* start SUPPLIED PASSAGE *

Re: Yiddish spelling
From: | Steg Belsky <draqonfayir@...> |
Date: | Friday, January 7, 2000, 21:13 |
On Fri, 7 Jan 2000 14:12:26 +0100 BP Jonsson <bpj@...> writes:
> What is the normal spelling of Yiddish /e/ anyway? If i understand
> my
> source correctly -- which is far from certain -- it should be Ayen,
> but
> then it transcribes Tsvey Yudn as E with a grave accent, rather than
> as EY,
> which suggests that it too should be pronounced /e/ in some
> contexts, or is
> the idea that some dialects realize /ey/ as [E:]? BTW it beats me
> why /ay/
> is written asPaseh Tsvey Yudn, and not as Alef Yud, since even tho
> some
> dialects do merge /ay/ and /ey/ the standardizers did obviously
> prefer
> keeping them distinct -- they seem to have introduced a good deal of
> innovations anyway. Similarly if /o/ were written as Alef Yud one
> could
> dispense with diacritics altogether (or almost; the dagesh sign
> would still be necessary.)

* end SUPPLIED PASSAGE *

**EXERCISE TASK**
Answer these from the Yiddish spelling message above.
(a) Which letter does the writer's source say should spell Yiddish /e/?
(b) What spelling is used for /ay/?
(c) If /o/ were written as Alef Yud, which sign would still be necessary?

* start SUPPLIED INFORMATION *

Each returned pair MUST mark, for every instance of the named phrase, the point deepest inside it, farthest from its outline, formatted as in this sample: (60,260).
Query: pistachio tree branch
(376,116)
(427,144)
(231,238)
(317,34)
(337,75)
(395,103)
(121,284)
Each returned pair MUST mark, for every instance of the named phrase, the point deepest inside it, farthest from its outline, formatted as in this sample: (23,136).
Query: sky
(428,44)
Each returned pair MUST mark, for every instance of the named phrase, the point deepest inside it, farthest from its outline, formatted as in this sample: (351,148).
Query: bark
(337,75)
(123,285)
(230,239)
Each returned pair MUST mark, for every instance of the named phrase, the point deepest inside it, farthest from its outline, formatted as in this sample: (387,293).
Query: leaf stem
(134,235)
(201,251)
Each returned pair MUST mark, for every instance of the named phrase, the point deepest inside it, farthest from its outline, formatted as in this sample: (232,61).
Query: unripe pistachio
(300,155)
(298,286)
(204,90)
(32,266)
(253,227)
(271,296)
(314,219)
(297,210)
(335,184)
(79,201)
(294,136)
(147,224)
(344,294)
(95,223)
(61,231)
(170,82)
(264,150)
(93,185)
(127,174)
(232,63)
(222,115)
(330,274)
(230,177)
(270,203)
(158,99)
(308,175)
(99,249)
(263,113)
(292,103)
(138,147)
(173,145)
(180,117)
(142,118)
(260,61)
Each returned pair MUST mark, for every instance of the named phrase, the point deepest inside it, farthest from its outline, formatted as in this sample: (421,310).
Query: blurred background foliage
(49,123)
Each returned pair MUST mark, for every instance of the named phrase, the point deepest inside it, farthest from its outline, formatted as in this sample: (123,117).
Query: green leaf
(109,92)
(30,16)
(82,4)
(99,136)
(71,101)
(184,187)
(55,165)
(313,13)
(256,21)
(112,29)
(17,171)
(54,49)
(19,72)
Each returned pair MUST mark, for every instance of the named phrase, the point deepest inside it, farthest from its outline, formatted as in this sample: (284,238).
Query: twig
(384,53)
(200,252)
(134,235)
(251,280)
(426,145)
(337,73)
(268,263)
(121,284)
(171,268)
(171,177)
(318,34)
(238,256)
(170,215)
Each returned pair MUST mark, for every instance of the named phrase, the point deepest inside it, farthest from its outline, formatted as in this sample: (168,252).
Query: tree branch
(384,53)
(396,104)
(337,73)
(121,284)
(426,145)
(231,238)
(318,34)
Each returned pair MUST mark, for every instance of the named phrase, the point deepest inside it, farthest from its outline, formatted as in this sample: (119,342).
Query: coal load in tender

* end SUPPLIED INFORMATION *

**OUTPUT FOR THIS EXERCISE**
(a) Ayen.
(b) Paseh Tsvey Yudn.
(c) The dagesh sign.